▸ **Provided records**:
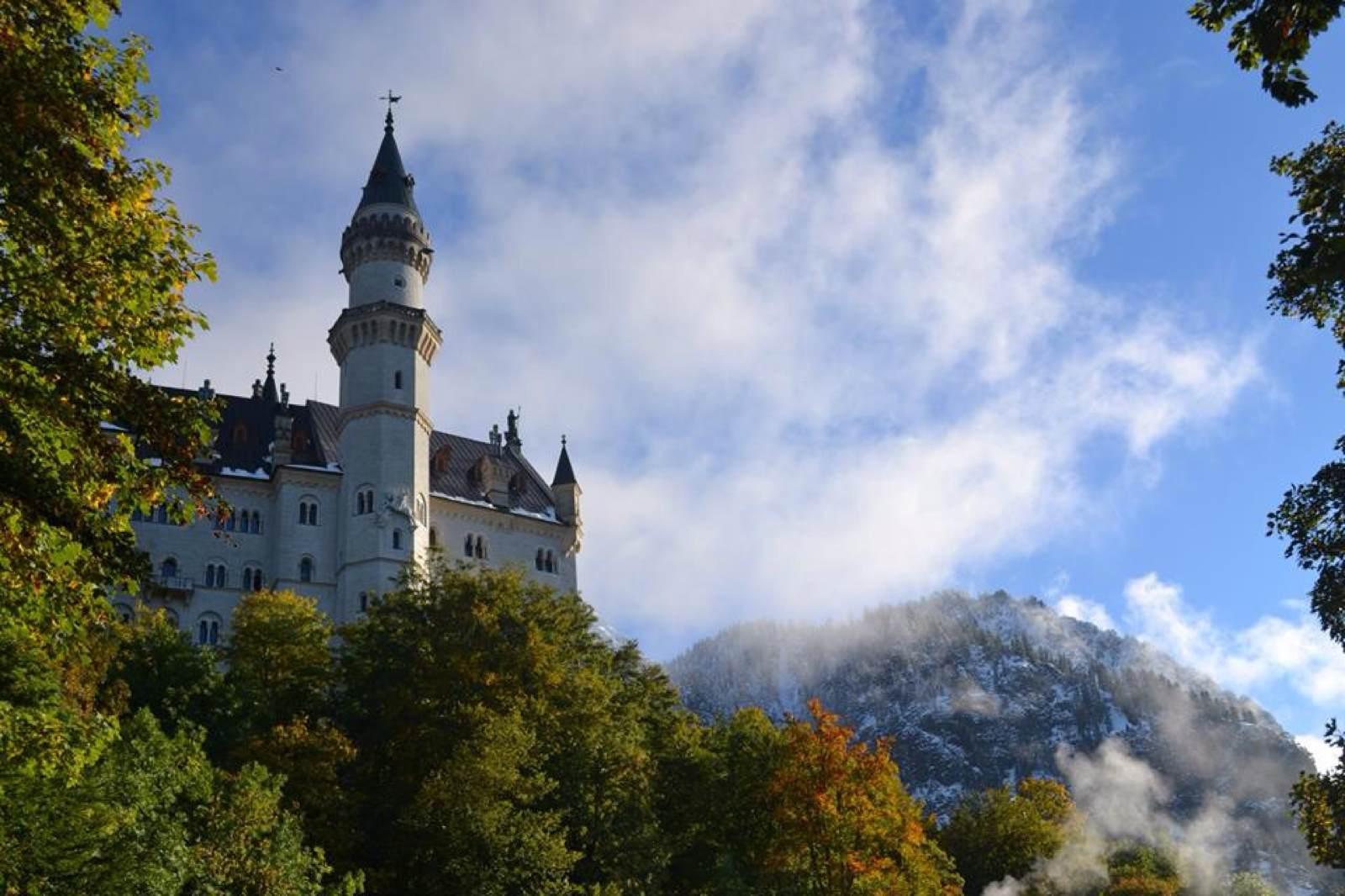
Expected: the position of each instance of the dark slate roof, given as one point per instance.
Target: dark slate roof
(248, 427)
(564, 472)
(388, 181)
* * *
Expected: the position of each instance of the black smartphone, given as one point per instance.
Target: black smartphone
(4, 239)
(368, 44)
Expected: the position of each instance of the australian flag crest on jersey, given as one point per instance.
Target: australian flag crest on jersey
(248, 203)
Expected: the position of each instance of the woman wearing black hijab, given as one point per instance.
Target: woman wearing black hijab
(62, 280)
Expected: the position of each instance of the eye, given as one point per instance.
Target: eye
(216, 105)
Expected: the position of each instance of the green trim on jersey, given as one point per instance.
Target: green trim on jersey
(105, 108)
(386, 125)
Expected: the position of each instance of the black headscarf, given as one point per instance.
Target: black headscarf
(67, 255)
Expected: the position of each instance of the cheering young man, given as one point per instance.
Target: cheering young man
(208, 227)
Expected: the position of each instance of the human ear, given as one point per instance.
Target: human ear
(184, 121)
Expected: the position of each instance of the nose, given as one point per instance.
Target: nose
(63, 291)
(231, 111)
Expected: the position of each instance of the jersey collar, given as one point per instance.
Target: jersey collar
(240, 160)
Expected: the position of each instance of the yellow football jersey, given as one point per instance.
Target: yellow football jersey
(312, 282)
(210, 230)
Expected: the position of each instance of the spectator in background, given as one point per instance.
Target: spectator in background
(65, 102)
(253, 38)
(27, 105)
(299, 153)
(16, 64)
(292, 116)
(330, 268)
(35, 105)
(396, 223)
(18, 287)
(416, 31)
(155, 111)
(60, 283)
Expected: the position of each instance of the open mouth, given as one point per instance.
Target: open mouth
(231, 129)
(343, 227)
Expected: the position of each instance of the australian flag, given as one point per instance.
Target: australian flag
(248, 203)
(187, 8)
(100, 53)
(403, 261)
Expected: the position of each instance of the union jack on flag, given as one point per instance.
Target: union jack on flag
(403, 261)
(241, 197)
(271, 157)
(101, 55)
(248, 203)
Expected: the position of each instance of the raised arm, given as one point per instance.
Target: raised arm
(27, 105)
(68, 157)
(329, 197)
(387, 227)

▸ **Exercise**:
Which lines of the material above contain the word "trim"? Find each one and copy it out in full.

▸ **The completed task**:
Expected: the position of each instance of the green trim on jersey, given as one point per instance.
Target: green trim on jersey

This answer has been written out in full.